TEXTO DADO:
Sexta-feira Santa ou Sexta-Feira da Paixão ou Sexta-Feira Maior. Esta é uma data que a cristandade faz a memória da crucificação de Jesus de Nazaré e, consequentemente, sua morte no Calvário. A tarde da Sexta-feira Santa apresenta o drama incomensurável da dor sofrida por Jesus no Calvário. Para os cristãos, a cruz, erguida sobre o mundo, segue de pé como sinal de salvação e esperança, pois com a Paixão de Jesus, segundo o Evangelho de João, contemplamos o mistério do Crucificado, com o coração do discípulo Amado, da Mãe, do soldado que o transpassou o lado. Há um ato simbólico muito expressivo e próprio deste dia: a veneração da “Santa Cruz”, momento em que esta é apresentada solenemente à comunidade.
Alguns historiadores acreditam que o costume de observar os dias anteriores à Páscoa por meio das tradições religiosas ligadas à Ressurreição de Jesus, se estabeleceu a partir do século III ou século IV. De toda forma, do século III em diante, a liturgia cristã foi incorporando alguns elementos que foram estabelecidos como parte da tradição da Semana Santa. “Com efeito, de tal modo Deus amou o mundo, que lhe deu o seu Filho único, para que todo o que nele crer não pereça, mas tenha a vida eterna. Pois Deus não enviou o Filho ao mundo para condená-lo, mas para que o mundo seja salvo por ele (Jo 3, 16-17). Deus manifesta todo o seu amor através de Jesus, para salvar e dar a vida a todos.

O QUE FAZER:
- 1) Liste todos os nomes que o texto sobre a Sexta-feira Santa dá para esse dia.
- 2) Transcreva sem mudar nada o trecho do texto sobre a Sexta-feira Santa que vai de "Sexta-feira Santa ou" até "solenemente à comunidade.".
As linhas que vêm agora são um material à parte, separado do texto.

LINHAS FORNECIDAS:

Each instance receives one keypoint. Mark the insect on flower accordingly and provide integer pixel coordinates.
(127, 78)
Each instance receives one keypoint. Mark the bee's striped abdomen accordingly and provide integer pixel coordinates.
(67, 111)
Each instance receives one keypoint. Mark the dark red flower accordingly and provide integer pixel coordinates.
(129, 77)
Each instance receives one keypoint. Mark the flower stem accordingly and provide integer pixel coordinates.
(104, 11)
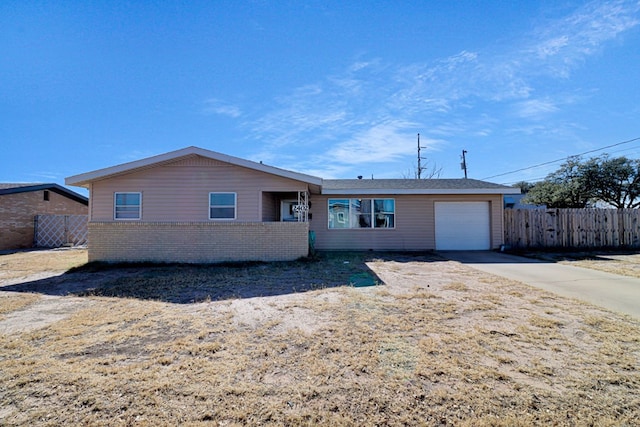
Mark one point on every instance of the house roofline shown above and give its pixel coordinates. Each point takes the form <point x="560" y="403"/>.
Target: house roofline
<point x="423" y="191"/>
<point x="82" y="180"/>
<point x="56" y="188"/>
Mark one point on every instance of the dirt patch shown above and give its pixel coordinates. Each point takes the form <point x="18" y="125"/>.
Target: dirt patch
<point x="626" y="263"/>
<point x="434" y="343"/>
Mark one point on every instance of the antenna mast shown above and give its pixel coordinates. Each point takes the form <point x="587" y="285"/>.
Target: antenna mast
<point x="419" y="158"/>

RESPOSTAS DO EXERCÍCIO:
- 1) Sexta-feira Santa; Sexta-Feira da Paixão; Sexta-Feira Maior

- 2)
Sexta-feira Santa ou Sexta-Feira da Paixão ou Sexta-Feira Maior. Esta é uma data que a cristandade faz a memória da crucificação de Jesus de Nazaré e, consequentemente, sua morte no Calvário. A tarde da Sexta-feira Santa apresenta o drama incomensurável da dor sofrida por Jesus no Calvário. Para os cristãos, a cruz, erguida sobre o mundo, segue de pé como sinal de salvação e esperança, pois com a Paixão de Jesus, segundo o Evangelho de João, contemplamos o mistério do Crucificado, com o coração do discípulo Amado, da Mãe, do soldado que o transpassou o lado. Há um ato simbólico muito expressivo e próprio deste dia: a veneração da “Santa Cruz”, momento em que esta é apresentada solenemente à comunidade.